- _INSTRUCTIONS TO FOLLOW_
Each record below should be returned exactly, with its pictures left out.

- _DATA FOR ANALYSIS_

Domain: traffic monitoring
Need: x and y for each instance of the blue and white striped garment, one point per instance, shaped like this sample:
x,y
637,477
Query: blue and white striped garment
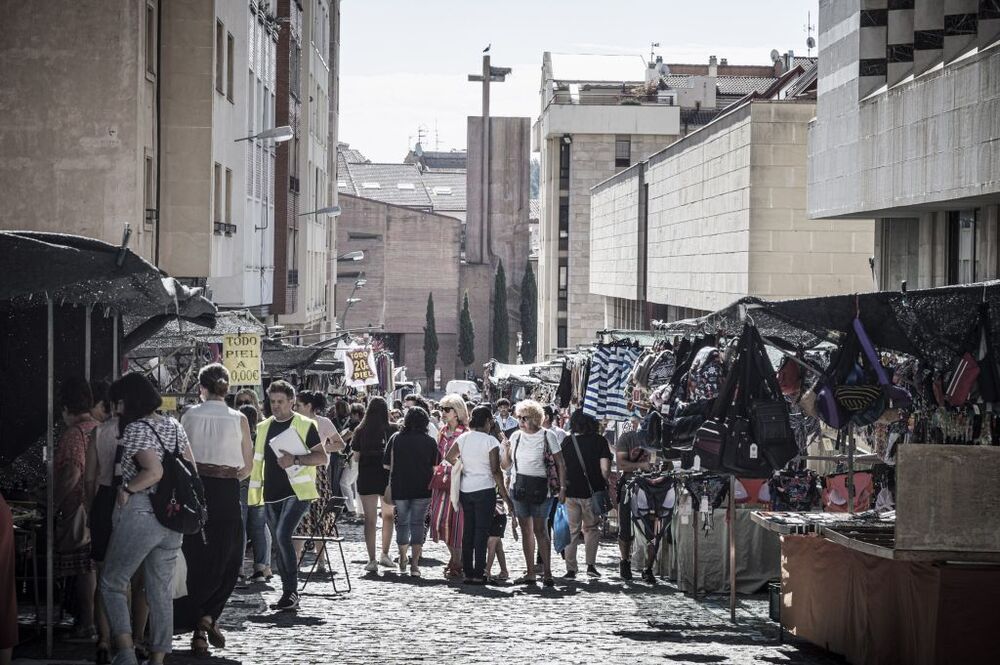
x,y
607,385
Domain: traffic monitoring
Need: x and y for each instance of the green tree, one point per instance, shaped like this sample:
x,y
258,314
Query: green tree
x,y
466,334
501,327
430,342
529,316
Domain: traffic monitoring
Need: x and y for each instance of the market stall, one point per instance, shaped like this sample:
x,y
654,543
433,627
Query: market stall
x,y
62,300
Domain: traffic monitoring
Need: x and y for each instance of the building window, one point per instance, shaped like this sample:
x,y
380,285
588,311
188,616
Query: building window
x,y
230,47
220,57
623,151
150,40
564,156
962,247
563,222
229,196
217,194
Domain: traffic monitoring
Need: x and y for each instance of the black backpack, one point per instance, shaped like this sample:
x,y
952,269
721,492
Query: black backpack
x,y
179,499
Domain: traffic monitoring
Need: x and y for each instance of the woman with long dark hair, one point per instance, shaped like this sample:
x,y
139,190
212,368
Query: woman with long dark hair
x,y
369,442
220,442
138,538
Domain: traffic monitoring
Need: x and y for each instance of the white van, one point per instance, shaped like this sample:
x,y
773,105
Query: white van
x,y
467,388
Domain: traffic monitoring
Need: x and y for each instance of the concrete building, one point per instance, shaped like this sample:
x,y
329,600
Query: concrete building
x,y
601,114
143,130
306,243
907,131
409,253
716,216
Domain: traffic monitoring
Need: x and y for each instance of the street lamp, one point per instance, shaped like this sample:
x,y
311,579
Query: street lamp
x,y
276,134
358,283
332,211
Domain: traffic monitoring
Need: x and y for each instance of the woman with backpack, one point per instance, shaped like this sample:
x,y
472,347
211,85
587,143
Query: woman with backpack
x,y
220,441
369,443
539,477
138,538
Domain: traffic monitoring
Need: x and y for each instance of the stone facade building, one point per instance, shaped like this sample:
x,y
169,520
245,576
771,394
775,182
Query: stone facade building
x,y
600,115
907,132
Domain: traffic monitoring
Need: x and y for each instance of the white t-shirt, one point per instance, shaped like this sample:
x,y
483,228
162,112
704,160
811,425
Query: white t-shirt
x,y
474,450
529,451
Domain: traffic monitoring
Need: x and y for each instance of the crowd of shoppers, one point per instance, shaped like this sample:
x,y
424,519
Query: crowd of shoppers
x,y
458,470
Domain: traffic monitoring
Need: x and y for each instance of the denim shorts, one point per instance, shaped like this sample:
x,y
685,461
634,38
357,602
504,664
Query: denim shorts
x,y
536,510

- _RESPONSE TO THIS EXERCISE_
Domain: traffic monitoring
Need: x and y for each instance of the blue and white striped garment, one point per instance, shaped like this sample:
x,y
637,477
Query: blue and white striped garment
x,y
607,385
Domain: traffic monitoring
Need: x and y for each instance of the green tree, one point per instance, shaped like this sample:
x,y
258,314
Query: green tree
x,y
466,334
501,327
430,342
529,316
Domain: traffic monitoring
Need: x and y for each instance of the market stall, one point per instance, shaped like this sample:
x,y
654,543
433,627
Query: market stall
x,y
62,300
Domain: traffic monitoring
Need: x and y for each instance of the building window, one point per instance, shaped like this sample:
x,y
380,285
588,311
188,616
Query: building window
x,y
230,47
220,57
623,151
150,40
564,156
962,247
563,222
229,196
217,194
Domain: traffic monitoring
Need: x and y for each instance of the black backpack, one point per instance, shaped like this sample:
x,y
952,269
721,492
Query: black backpack
x,y
179,499
Domain: traffic monitoring
Need: x and y for each instance of the woman with long dark hair, one point per instance, shaped like this sample:
x,y
139,190
212,368
Query: woman with long dark hair
x,y
369,442
220,442
138,538
Domain: traffic monitoring
Need: x and y for each instance of the white van, one point per instance, shaped like this sample:
x,y
773,105
Query: white van
x,y
467,388
Domain: traffic monitoring
Need: x and y for each instance of the concrete building, one point per instance, shaped like this sample:
x,y
329,600
Query: concrete building
x,y
601,114
143,130
306,243
907,131
409,253
716,216
Domain: traffic monitoring
Need: x and y for each instance of the street lamp, one point per instance, shaped like this sample:
x,y
311,579
Query: street lamp
x,y
276,134
358,283
332,211
Domain: traffic monitoring
Need: x and y for each instance of the woman with backpack, one point per instance, shaped like this sample:
x,y
472,347
211,85
587,143
Query: woman with backpack
x,y
220,441
369,443
539,477
138,538
Domain: traffic monitoring
Need: x and y for each instance of the stone facade building, one point per instance, shaped like this sample:
x,y
169,520
245,576
771,394
775,182
Query: stone facade building
x,y
600,115
907,132
Domain: traffic monitoring
Need: x and y for each instance of the white t-shirt, one point per instance, shaped like this sample:
x,y
483,228
162,112
704,160
811,425
Query: white t-shirt
x,y
474,450
529,451
Domain: traffic monitoring
Need: x and y for each instance of the crowd of shoppers, one point per instance, shaped like this sample:
x,y
424,519
Query: crowd of shoppers
x,y
458,470
Domain: traffic monitoring
Need: x and y for each instance of the denim shorts, one point per instance, shaped like this sample:
x,y
685,461
634,38
357,602
504,664
Query: denim shorts
x,y
536,510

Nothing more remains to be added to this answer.